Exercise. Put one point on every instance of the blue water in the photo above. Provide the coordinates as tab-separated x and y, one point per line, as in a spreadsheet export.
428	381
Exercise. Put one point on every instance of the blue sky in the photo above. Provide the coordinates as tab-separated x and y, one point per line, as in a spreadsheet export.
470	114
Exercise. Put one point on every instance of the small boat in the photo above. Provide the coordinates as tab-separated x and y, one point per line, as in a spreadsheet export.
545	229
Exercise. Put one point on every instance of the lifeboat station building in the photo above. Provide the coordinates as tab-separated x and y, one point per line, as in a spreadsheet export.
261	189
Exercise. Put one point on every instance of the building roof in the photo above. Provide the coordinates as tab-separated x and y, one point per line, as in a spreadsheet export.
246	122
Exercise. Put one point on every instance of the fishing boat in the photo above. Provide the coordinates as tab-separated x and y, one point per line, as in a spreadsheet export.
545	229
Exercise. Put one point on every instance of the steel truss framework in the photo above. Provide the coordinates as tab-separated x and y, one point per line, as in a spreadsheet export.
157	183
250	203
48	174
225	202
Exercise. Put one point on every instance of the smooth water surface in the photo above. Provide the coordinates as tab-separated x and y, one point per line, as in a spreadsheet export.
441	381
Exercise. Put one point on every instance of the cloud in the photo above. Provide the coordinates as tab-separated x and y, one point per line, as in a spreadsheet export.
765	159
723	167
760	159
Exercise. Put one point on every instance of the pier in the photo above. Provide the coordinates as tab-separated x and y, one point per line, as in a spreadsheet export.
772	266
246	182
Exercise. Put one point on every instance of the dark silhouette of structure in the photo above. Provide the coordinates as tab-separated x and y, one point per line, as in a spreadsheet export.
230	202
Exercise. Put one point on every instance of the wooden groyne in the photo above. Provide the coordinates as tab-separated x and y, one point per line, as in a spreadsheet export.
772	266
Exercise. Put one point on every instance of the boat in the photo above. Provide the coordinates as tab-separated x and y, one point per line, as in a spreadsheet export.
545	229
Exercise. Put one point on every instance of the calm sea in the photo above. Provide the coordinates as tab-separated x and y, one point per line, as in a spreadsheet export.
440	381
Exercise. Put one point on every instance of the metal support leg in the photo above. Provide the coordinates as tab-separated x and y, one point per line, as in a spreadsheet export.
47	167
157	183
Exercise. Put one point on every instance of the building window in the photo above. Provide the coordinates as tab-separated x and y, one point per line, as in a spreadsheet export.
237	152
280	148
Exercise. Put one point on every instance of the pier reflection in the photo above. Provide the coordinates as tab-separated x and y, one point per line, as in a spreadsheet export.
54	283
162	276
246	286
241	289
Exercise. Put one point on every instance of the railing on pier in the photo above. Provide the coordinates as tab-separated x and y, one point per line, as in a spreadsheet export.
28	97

──────

* _Task_
Please return, exactly as written, the line containing "Exercise. Put one point on every instance of the building window" and every line after it through the end of the records above, and nothing else.

* _Answer below_
Exercise. Put one point on every instance of the building window in the photo above. Provide the coordinates as tab-separated x and y, one point per line, as in a spreadsheet export.
237	152
280	148
Exercise. Put one point on every instance of the pier reflection in the photo above. Provide the coordinates as tab-separated x and y, one point per line, as in a spreadsheet export.
54	283
162	276
246	286
241	289
Exercise. Put one point on every instance of the railing on pier in the photo above. Provide the coordinates as tab-separated x and y, one point per line, as in a spreadsheet export.
28	97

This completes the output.